**GIVEN INSTRUCTION**
Extract every line of the items below without changing a character, and keep them in their original order.

Dataset rows on where objects appear:
* * *

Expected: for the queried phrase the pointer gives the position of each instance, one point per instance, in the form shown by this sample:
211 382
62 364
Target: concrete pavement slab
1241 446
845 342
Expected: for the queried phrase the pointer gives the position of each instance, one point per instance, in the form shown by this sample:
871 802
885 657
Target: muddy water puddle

* * *

**WRITTEN SOLUTION**
Expected: for the queried phrase the pointer gives the position of each instance, one point per instance, in the form shown by this sample:
211 382
62 364
Target: concrete pavement slab
1241 446
845 342
Expected: for the queried phrase the pointer gives the position of each instance, one point per instance, in the form shown by this sample:
871 802
885 657
Target: muddy water puddle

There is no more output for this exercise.